## PAGE EXTRACT
A stunning collection of work by master photographer Manuel Álvarez Bravo reveals how he provided an imprint of Mexican culture and identity that went beyond the mere documentary
Manuel Alvarez Bravo: Photopoetry
John Banville, Jean-Claude Lemagny and Carlos Fuentes
2008, Thames & Hudson
336 pages, hardback, 374 plates
Reviewed by Georgina Jiménez
MANUEL ÁLVAREZ BRAVO was one of those few people who could happily make it to 100 and, even during his last days, when everyone was hoping he would bounce back from a chest infection, he felt the urge to practise the art that distinguished him from all others: photography.
As he emerged from a spell in hospital, to thank the doctors who treated him he asked for a camera as he was saying goodbye – but none was available. Two days later, the eyes of this follower of images would close for ever.
In Photopoetry, the reader (and viewer) can enjoy 374 tritone illustrations by the most significant force in Mexican photography arranged in chronological order along with their original captions – the ultimate tribute to a master photographer and an excellent showcase for those who would like to familiarise themselves with his work during an 80-year career.
Born in a family of eight children from a poor barrio at the start of the 20th century, Álvarez Bravo became a breadwinner at the age of 12, when his father, also a photographer, died.
Later, a neighbour lent him a Premo 12, which would determine the direction of the rest of his life. Álvarez Bravo tried to become a homeopath and an accountant – he was very good with numbers – but his love of light and lines led him to the Academia de San Carlos, where he trained as an artist. Seeking a quicker medium for capturing images in still life, he opted for the camera, and soon recognised photography’s poetic and journalistic potential. He held his first exhibition at the Primer Salón Nacional in 1922.
An important early influence was his friend, the German photographer Hugo Brehme, who encouraged him to buy his first camera.

## EXTRACTED RECORDS
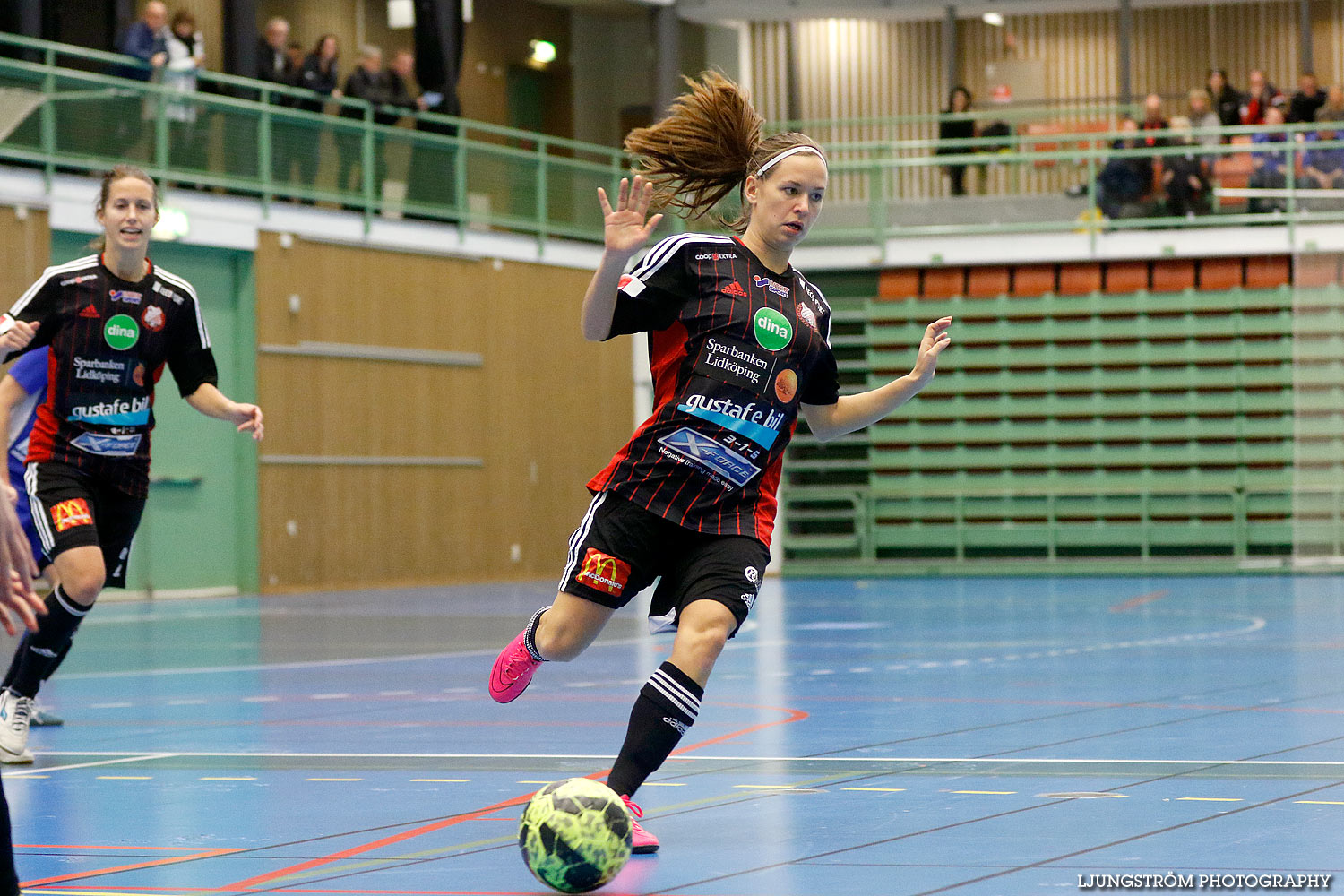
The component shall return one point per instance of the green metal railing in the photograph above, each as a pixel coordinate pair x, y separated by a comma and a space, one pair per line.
247, 136
73, 109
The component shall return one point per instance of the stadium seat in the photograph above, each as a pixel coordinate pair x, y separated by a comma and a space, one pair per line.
1220, 273
1080, 279
1126, 277
898, 282
1032, 280
1266, 271
986, 282
943, 282
1174, 274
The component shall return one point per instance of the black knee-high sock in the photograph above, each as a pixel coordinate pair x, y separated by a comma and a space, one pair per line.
668, 704
8, 876
530, 635
42, 651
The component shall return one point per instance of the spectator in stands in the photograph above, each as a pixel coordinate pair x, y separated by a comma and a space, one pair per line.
1260, 97
144, 40
273, 62
1125, 182
319, 73
185, 56
1333, 107
1185, 175
1226, 101
1322, 167
1153, 120
1308, 99
367, 82
1202, 117
956, 128
1269, 161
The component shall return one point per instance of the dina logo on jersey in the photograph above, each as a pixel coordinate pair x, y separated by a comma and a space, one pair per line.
773, 330
121, 332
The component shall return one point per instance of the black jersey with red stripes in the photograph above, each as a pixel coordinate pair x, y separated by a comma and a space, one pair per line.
110, 340
734, 349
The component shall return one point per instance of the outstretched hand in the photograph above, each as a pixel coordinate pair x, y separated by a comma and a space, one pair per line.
625, 230
930, 347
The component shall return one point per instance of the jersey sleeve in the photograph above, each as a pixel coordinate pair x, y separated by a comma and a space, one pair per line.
823, 382
650, 296
30, 371
40, 306
190, 358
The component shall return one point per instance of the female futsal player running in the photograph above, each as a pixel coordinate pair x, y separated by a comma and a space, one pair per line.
738, 347
113, 322
16, 571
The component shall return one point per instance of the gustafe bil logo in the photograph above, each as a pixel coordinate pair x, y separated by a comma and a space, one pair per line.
773, 330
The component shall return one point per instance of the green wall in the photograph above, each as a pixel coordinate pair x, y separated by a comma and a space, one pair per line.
199, 530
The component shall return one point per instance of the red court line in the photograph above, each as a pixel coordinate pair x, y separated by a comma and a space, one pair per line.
795, 715
1125, 606
203, 853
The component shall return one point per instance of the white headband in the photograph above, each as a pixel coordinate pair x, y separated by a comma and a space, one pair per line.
790, 152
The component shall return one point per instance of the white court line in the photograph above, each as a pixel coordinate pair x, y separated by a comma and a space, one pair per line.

## PROBLEM
Continue the review of the book of Manuel Álvarez Bravo's photographs from the point where it stops.

## ANSWER TO THIS PROBLEM
In 1927, the Mexican photographer met Tina Modotti who, spotting Álvarez Bravo’s lyrical side, excitedly sent some of his photographs to her lover Edward Weston who was at the time preparing an exhibition. The photos arrived late but Weston, who was taken by Álvarez Bravo’s witty style, congratulated him on his work.
In 1930, while Sergei Eisenstein was filming ¡Qué viva México!, Álvarez Bravo was put in charge of stills. When Modotti was expelled from México after being accused of a political assassination, he inherited her post and camera to photograph the work of Mexican muralists such as Diego Rivera and José Clemente Orozco as well as public artefacts for the magazine Mexican Folkways.
Álvarez Bravo’s photographic observation of urban and rural life in this period can be seen as imaginative, providing an imprint of Mexican culture and identity beyond the mere documentary. His timing could not have been better, as he was able to witness Mexico’s post-revolutionary cultural and political commotion (see the picture of Rosendo, the assassinated striking worker).
However, the main question at the time for Álvarez Bravo as a photographer was what to do with the intrinsic exoticism of México. Although his favourite subjects were the sleepy countryside, the city and religious and vernacular objects, he adopted a staunch counter-picturesque posture, and was open to influences from other masters of photography such as Eugène Atget, Walker Evans, Julien Levy, Henri Cartier-Bresson and Paul Strand.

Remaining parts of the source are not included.